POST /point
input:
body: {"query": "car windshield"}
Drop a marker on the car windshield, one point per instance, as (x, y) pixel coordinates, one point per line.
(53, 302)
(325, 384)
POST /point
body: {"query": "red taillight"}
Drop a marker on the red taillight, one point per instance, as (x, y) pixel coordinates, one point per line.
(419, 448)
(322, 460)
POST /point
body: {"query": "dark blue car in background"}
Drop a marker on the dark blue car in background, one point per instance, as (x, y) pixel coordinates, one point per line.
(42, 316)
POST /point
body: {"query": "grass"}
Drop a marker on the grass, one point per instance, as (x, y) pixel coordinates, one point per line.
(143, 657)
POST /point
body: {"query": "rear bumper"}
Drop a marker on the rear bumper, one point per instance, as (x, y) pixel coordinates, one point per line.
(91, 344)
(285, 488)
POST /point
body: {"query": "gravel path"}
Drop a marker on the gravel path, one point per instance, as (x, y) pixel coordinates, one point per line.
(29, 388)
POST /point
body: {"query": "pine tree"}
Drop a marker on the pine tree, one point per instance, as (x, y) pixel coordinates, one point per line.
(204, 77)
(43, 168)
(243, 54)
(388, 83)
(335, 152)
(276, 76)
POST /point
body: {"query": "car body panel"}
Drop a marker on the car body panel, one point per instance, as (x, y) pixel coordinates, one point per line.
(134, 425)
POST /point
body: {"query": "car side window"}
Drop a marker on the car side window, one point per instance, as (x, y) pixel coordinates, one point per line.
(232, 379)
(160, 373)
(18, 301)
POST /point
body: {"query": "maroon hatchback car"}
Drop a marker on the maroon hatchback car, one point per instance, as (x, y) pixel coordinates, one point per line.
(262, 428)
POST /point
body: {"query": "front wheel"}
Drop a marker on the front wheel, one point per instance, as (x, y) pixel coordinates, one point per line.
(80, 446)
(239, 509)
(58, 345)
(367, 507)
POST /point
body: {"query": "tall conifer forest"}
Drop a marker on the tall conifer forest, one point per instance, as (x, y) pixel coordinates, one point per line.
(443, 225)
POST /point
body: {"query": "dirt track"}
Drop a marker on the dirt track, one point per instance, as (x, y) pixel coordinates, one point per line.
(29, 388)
------------------------
**REQUIREMENTS:**
Reproduce the data in its entirety, matching each character.

**OUTPUT FOR THIS EXERCISE:**
POST /point
input:
body: {"query": "car windshield"}
Drop a marker on the car windshield, one point per instance, as (x, y) pixel coordinates, one point per line.
(53, 302)
(325, 384)
POST /point
body: {"query": "red taillight"}
Drop a marker on the red taillight, one point per instance, as (x, y) pixel coordinates, one point per line.
(419, 448)
(322, 460)
POST /point
body: {"query": "dark blue car in background"}
Drop a marker on the dark blue car in background, one point per instance, as (x, y) pixel coordinates, one point per line.
(42, 316)
POST /point
body: {"query": "grass"}
Drop a marker on the grass, one point per instance, as (x, y) pixel coordinates, one point per line.
(143, 657)
POST /point
body: {"query": "rear bumper"}
Drop a marker on the rear bumper, one point per instance, as (x, y) pixel coordinates, one point per line.
(91, 344)
(285, 488)
POST /point
body: {"query": "gravel path"}
Drop a marker on the gravel path, one point per instance, as (x, y) pixel coordinates, one point per line.
(29, 388)
POST /point
body: {"query": "pine tree"}
Drop a marker on the pine tree, one point per instance, as (x, y) pixel coordinates, one point per line.
(204, 77)
(43, 168)
(243, 54)
(388, 83)
(335, 152)
(276, 76)
POST /point
body: {"query": "car body panel"}
Drop a marker on the car body panel, one point per instance, as (x, y) pixel coordinates, one point per line.
(134, 425)
POST /point
body: {"query": "car side window"}
Drop a marker on the car side window, one point per instance, as (x, y) pixel coordinates, one point per line.
(232, 379)
(160, 373)
(18, 301)
POST /point
body: {"query": "maroon hatchback car"}
Drop a marker on the maroon hatchback car, one point per instance, as (x, y) pixel coordinates, one point per line.
(262, 428)
POST /point
body: {"query": "front wheel"}
Drop a marker on the front wheel, one point per instance, as (x, y) pixel coordinates, one point per line.
(80, 446)
(239, 509)
(58, 345)
(367, 507)
POST /point
body: {"query": "tall conifer forest"}
Drop a marker on the tall conifer forest, one point per instance, as (x, y) pixel coordinates, one point per line.
(443, 225)
POST /point
body: {"query": "dirt track"}
Drop a marker on the dirt track, one point per instance, as (x, y) pixel coordinates, one point per line.
(29, 388)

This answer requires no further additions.